----- Input material -----
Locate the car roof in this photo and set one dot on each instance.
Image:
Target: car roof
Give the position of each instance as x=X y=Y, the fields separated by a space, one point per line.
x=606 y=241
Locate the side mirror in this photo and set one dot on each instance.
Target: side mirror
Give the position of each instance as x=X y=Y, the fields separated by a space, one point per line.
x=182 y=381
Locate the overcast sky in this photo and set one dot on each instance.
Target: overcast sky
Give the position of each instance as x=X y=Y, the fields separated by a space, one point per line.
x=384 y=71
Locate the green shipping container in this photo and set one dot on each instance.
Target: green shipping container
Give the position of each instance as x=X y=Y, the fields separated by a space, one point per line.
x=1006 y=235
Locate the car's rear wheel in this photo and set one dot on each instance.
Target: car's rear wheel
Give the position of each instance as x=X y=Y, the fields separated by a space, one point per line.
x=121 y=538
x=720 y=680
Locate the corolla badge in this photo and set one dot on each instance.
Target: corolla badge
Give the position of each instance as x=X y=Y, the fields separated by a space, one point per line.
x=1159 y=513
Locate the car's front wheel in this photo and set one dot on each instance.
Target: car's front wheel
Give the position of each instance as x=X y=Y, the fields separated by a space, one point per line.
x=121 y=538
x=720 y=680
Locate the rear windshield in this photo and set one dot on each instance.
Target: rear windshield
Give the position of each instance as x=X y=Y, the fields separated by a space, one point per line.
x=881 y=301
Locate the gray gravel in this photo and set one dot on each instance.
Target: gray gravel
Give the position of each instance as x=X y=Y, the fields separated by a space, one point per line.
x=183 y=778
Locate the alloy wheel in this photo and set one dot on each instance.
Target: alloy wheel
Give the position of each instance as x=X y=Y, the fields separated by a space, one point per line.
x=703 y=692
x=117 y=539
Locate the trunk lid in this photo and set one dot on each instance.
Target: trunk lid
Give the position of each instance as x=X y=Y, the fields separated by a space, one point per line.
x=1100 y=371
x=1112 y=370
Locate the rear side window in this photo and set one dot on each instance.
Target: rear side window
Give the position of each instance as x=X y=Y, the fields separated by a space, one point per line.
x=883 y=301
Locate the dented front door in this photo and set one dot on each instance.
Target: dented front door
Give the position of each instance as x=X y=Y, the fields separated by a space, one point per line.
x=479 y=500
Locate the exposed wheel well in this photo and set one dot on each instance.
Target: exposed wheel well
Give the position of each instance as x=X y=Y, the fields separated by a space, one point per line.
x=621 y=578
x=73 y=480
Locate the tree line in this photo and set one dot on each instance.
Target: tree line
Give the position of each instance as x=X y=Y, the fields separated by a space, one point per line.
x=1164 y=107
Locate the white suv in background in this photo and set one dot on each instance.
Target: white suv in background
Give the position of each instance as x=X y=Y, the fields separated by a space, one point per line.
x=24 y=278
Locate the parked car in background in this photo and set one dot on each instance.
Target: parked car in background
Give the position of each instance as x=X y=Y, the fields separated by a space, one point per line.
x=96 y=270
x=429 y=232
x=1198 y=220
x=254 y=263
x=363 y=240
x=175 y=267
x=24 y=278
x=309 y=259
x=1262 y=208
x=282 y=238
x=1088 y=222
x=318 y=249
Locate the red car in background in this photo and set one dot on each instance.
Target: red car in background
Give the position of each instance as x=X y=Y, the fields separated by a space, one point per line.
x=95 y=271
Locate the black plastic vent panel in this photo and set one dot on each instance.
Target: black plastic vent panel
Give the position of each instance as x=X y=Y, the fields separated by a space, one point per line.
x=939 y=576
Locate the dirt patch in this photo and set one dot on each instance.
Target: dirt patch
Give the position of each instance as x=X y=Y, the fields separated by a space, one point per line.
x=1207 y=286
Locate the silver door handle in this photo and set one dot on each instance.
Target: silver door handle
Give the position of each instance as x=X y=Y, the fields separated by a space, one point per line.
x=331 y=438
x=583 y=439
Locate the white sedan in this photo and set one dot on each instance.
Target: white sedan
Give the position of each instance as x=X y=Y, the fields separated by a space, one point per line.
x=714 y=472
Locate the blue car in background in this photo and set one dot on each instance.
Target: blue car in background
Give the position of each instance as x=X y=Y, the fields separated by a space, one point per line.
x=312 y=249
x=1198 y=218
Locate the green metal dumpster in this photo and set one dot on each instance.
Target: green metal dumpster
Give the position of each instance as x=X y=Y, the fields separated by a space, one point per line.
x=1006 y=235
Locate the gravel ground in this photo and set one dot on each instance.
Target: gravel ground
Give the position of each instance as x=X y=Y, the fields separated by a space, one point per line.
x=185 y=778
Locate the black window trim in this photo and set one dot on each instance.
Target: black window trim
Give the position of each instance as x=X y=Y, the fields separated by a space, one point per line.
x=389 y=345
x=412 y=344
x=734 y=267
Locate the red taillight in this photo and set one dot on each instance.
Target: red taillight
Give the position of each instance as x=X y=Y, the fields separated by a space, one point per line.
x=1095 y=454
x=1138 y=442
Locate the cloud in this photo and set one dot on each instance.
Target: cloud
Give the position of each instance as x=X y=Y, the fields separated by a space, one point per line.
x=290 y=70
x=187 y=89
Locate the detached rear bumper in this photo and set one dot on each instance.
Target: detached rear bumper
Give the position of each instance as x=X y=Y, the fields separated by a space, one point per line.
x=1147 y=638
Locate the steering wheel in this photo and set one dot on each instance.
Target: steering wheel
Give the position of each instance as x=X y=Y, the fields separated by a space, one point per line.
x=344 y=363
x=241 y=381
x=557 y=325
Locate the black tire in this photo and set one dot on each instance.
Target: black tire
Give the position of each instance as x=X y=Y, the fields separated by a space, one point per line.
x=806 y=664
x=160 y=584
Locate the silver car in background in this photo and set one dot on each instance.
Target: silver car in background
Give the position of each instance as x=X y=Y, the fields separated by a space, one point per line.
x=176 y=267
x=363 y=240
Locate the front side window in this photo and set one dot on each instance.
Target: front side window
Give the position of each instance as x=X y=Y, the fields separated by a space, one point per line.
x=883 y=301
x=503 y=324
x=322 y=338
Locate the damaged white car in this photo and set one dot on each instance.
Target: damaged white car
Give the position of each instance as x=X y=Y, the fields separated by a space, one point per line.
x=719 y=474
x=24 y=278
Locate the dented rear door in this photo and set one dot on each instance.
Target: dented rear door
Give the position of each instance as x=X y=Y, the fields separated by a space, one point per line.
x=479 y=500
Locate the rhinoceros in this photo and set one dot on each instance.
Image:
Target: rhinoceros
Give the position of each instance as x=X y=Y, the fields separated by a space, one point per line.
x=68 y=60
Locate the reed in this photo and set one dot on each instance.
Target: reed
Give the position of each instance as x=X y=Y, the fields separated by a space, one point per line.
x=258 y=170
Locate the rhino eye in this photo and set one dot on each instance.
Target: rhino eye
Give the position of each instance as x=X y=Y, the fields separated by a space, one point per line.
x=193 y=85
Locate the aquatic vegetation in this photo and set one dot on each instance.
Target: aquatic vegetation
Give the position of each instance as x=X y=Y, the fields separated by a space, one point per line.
-----
*Task statement:* Every record above must be printed again exactly as it stands.

*Written response:*
Locate the car roof in this photo and set one dot on each instance.
Image:
Target: car roof
Give the position of each instance as x=X y=Y, the fields separated by a space, one point per line.
x=606 y=241
Locate the side mirror in this photo and set one dot on each instance.
Target: side mirror
Give the position of each instance as x=X y=Y, the fields separated by a space, one point per line.
x=182 y=381
Locate the overcast sky in this photo and set one dot on each instance.
Target: overcast sky
Give the position of each instance as x=X y=Y, the fields separated by a space, one point per line.
x=384 y=71
Locate the green shipping container in this photo and set one dot on each instance.
Target: green shipping container
Give the position of each instance as x=X y=Y, the fields separated by a space, one point per line.
x=1006 y=235
Locate the car's rear wheel in this photo and set one dot on each instance.
Target: car's rear wheel
Give the position of each instance as x=X y=Y, the fields separated by a space, one point per line.
x=121 y=538
x=720 y=680
Locate the corolla badge in this photo and set one dot on each instance.
Target: corolla badge
Give the position of each instance as x=X y=Y, the fields separated by a space, one point per line.
x=1159 y=513
Locate the car's front wheel in this photo and set one dot on each instance.
Target: car's front wheel
Give the position of each instance as x=X y=Y, the fields separated by a space, one point per line.
x=121 y=538
x=720 y=680
Locate the rear windshield in this photo and set one dot on each instance.
Target: rear windshield
Give the position of each instance as x=X y=Y, the fields separated by a space, one point per line.
x=881 y=301
Locate the gray gravel in this photo and set one dot on each instance.
Target: gray gravel
Give the position of each instance as x=X y=Y, the fields separated by a space, one point per line.
x=183 y=778
Locate the alloy wheel in this photo and set one dot on each instance.
Target: alloy wheel
Give the position of each instance as x=X y=Y, the fields separated by a space, one point per line.
x=703 y=692
x=117 y=539
Locate the trunk lid in this photo and set one dot on each instance.
Target: trunk lid
Give the position of each instance as x=X y=Y, the fields separated by a space, one point per line.
x=1100 y=371
x=1112 y=370
Locate the rear side window in this photo and set one dot on each instance.
Target: rear side window
Give the position of each instance as x=X y=Y, the fields separated by a space, one point per line.
x=883 y=301
Locate the dented front door in this photo and set one dot on each instance.
Target: dented front door
Give the position of each instance as x=X y=Y, the fields separated by a space, one point per line.
x=479 y=500
Locate the exposed wheel well in this photo and set one dot on each instance.
Target: exposed wheel well
Give the position of each instance as x=X y=Y, the fields separated by a space, one point per line.
x=621 y=578
x=73 y=480
Locate the tree line in this photo and set one dot on each instance.
Target: tree line
Give the position of each instance as x=X y=Y, the fields separated by a space, one point per line.
x=1164 y=107
Locate the white suv in background in this photo and set one dot on each instance.
Target: white suv in background
Give the position of each instance as x=X y=Y, the fields separated by a space, one point per line.
x=24 y=278
Locate the parked car in background in this photo and set one dot on each instance.
Target: parked car in background
Give the position of each instance as x=X y=Y, the fields separated by a space, one point per line.
x=96 y=270
x=429 y=232
x=1198 y=220
x=254 y=263
x=363 y=240
x=175 y=267
x=24 y=278
x=309 y=259
x=1262 y=208
x=282 y=238
x=1088 y=222
x=318 y=249
Locate the red car in background in this photo and set one dot on each instance.
Target: red car in background
Give the position of each instance as x=X y=Y, the fields separated by a space, one point per line.
x=95 y=271
Locate the black plastic vent panel in this photo and set one dot on each instance.
Target: black plastic vent panel
Give the position of each instance as x=X y=Y, the fields separated by a space, one point per line.
x=939 y=576
Locate the dirt patch in this photo and set one dot on each instance.
Target: dirt patch
Give the position of each instance as x=X y=Y, the fields separated by a space, one point per line.
x=1207 y=286
Locate the silver door handle in this photo and set one dot on each instance.
Target: silver door handle
Give the position of each instance as x=X y=Y, the fields separated by a space, one point per line.
x=331 y=438
x=583 y=439
Locate the white sedan in this photo and set one dot on each instance.
Target: white sedan
Give the position of each instance as x=X y=Y, the fields separated by a space, one point per line.
x=714 y=472
Locate the blue car in background in this photo and set one dot on each instance.
Target: blue car in background
Give the position of each instance as x=X y=Y, the fields separated by a space, one point per line.
x=312 y=249
x=1198 y=218
Locate the green metal dumpster in this photo and set one dot on each instance.
Target: green metal dumpster
Give the position of each instance as x=X y=Y, the fields separated by a space, one point per line.
x=1006 y=235
Locate the gravel ground in this photo and set one dot on each instance.
Target: gravel ground
Give the position of each instance as x=X y=Y, the fields separated by a space, one point per line.
x=185 y=778
Locate the black window trim in this photo and set one dot on each instance.
Target: black window trim
Give the position of each instance as x=X y=Y, the fields separated by a space, one point per line.
x=389 y=345
x=412 y=344
x=734 y=267
Locate the red taillight in this photo and set one dot on each instance.
Target: red taillight
Give the position of each instance as x=X y=Y, the fields separated by a space, one point per line.
x=1095 y=454
x=1138 y=442
Locate the cloud in this photo and set one dot on each instance.
Target: cloud
Give the position of each instance as x=X y=Y, the fields separated by a space, one point per line.
x=290 y=70
x=187 y=89
Locate the detached rear bumper in this photo and set one dot on each instance.
Target: detached rear bumper
Give the position of each instance as x=X y=Y, the fields separated by a space, one point per line.
x=1147 y=638
Locate the steering wheel in this photo and set one dot on each instance.
Target: steering wheel
Give the position of each instance as x=X y=Y, the fields separated by a space, one point per line.
x=344 y=363
x=241 y=381
x=557 y=325
Locate the black tire in this photo and set one dot on each instance.
Target: black tire
Give the position of each instance as x=X y=Y, the fields separated by a space, one point per line.
x=806 y=664
x=160 y=584
Locate the silver car in background in this photo and set one dot on each instance.
Target: silver car in background
Give the position of each instance as x=X y=Y, the fields separated by a space, one point per line.
x=176 y=267
x=363 y=240
Locate the front side window in this photo and set one dot on each instance.
Target: front side window
Give the position of each instance as x=X y=Y, the fields separated by a space, one point per line.
x=883 y=301
x=503 y=324
x=322 y=338
Locate the damaged white car in this photo and set one dot on each instance.
Target: damaged white car
Give the position of each instance as x=X y=Y, the fields separated by a space, one point per line.
x=719 y=474
x=24 y=278
Locate the dented rear door in this photo and set one dot on each instance.
Target: dented rear door
Give the position of each instance as x=X y=Y, the fields separated by a space, one point per line.
x=479 y=500
Locate the rhinoceros in this photo and set one dot on each instance.
Image:
Target: rhinoceros
Give the position of each instance as x=X y=Y, the fields separated by a space, one point per line.
x=68 y=60
Locate the reed in this photo and set one dot on each instance.
Target: reed
Give the position of each instance as x=X y=Y, the fields separated by a space, one point per line.
x=258 y=170
Locate the rhino eye in this photo and set one dot on each instance.
Target: rhino eye
Give the position of each instance as x=X y=Y, the fields separated by a space, one point per line.
x=193 y=85
Locate the aquatic vegetation in this photo and set one dot on each instance.
Target: aquatic vegetation
Give the position of each instance as x=X y=Y, the fields separated by a space, one point per line.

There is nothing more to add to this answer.